**Goal**. Copy the part of the data below from the line containing "Teacher note: locate the window sill" through the last line, keeping every line and adding 104 to each number in the answer coordinates only.

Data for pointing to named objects

^^^^

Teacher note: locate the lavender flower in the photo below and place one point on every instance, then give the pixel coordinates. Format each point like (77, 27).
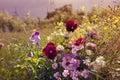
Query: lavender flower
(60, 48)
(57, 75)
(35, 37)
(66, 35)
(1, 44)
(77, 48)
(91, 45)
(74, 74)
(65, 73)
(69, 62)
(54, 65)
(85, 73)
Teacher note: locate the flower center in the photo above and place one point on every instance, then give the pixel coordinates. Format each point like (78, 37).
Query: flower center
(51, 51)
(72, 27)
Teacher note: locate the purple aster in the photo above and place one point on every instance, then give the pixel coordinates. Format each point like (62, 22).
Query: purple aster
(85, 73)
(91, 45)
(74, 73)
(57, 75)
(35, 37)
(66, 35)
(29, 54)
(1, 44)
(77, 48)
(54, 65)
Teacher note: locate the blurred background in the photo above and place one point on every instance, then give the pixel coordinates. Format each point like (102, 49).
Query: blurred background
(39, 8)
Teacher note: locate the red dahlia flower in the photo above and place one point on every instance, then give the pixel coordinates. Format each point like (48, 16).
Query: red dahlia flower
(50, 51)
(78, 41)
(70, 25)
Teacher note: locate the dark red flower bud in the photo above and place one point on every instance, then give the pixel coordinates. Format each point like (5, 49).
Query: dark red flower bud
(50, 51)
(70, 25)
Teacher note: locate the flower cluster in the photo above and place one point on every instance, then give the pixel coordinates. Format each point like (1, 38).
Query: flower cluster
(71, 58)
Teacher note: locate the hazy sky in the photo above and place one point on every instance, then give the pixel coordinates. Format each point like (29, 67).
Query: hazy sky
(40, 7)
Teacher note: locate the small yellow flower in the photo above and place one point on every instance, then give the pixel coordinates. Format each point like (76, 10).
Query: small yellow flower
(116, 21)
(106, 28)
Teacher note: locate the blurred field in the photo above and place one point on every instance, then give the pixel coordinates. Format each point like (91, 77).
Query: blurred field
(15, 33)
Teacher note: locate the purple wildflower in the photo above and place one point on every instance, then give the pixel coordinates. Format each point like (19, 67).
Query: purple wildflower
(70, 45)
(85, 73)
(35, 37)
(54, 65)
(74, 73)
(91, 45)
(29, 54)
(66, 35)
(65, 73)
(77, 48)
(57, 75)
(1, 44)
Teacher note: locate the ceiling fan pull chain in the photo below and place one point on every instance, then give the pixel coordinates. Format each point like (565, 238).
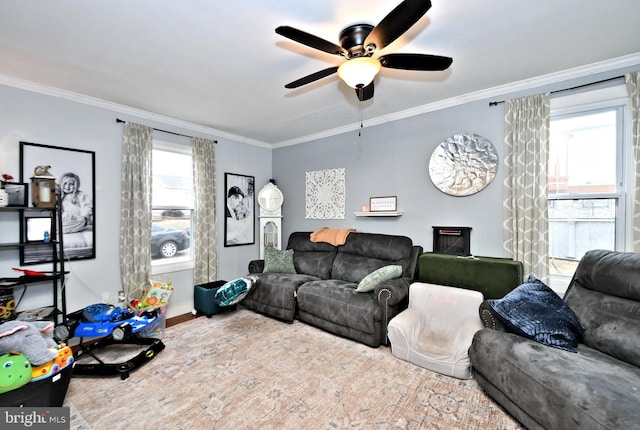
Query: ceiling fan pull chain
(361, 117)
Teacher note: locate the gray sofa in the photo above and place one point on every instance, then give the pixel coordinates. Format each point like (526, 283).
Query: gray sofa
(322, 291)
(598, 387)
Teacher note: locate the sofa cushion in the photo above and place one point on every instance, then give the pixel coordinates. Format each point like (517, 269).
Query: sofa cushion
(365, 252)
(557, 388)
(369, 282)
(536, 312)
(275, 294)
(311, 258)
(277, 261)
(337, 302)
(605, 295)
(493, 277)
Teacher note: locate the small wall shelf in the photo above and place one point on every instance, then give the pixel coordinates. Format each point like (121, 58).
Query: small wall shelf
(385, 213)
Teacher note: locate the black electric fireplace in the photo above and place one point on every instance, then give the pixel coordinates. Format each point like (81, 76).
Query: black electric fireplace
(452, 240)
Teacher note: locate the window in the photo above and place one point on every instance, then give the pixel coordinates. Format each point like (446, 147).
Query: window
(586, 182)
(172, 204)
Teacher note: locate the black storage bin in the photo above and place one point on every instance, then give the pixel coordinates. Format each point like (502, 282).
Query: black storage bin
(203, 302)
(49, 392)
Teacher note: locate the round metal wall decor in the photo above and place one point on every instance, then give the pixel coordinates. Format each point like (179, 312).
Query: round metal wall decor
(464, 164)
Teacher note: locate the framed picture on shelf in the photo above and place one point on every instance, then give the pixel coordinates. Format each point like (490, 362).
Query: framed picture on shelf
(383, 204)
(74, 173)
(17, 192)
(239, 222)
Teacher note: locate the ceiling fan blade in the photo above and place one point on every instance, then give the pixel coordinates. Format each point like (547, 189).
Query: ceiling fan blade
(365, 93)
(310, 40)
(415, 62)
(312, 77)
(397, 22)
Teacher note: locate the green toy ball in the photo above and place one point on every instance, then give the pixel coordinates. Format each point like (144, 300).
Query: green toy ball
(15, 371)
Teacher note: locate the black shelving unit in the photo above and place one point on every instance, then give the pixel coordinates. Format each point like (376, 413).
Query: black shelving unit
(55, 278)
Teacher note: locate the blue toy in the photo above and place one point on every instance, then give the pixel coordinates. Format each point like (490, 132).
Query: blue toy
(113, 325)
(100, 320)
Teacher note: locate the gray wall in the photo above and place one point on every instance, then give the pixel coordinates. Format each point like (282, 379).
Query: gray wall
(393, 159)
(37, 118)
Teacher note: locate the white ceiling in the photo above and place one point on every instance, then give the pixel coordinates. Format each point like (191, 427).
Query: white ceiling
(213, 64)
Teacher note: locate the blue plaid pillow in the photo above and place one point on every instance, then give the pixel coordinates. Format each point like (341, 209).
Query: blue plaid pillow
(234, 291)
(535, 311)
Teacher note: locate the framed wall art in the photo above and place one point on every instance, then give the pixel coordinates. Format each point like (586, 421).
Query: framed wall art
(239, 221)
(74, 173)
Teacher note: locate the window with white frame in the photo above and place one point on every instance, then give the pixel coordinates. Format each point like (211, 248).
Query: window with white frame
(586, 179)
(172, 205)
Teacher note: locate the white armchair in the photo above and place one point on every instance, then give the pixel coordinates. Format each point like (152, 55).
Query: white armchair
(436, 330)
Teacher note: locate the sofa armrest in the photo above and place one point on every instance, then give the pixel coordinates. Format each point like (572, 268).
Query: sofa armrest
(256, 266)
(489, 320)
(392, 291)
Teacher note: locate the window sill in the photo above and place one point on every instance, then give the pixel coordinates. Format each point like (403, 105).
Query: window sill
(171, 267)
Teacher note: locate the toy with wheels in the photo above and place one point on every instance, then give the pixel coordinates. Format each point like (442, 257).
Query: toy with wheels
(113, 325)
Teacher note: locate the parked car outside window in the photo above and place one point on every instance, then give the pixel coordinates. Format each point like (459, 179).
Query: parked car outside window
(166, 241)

^^^^

**Task solution**.
Teacher note: locate the window sill in the photo above and place one point on every instance, then give the pixel coordinates. Format each point like (403, 105).
Query: window sill
(275, 371)
Teacher note: locate the toy with wheels in the photo above and place one point on every instance, then give the pixel coordinates. Format each point like (442, 257).
Query: toy with wheels
(217, 429)
Teacher note: locate the parked car outside window in the photo above and place one point on every instance, then give the pixel coordinates. Format each point like (459, 179).
Query: parked car outside window
(270, 345)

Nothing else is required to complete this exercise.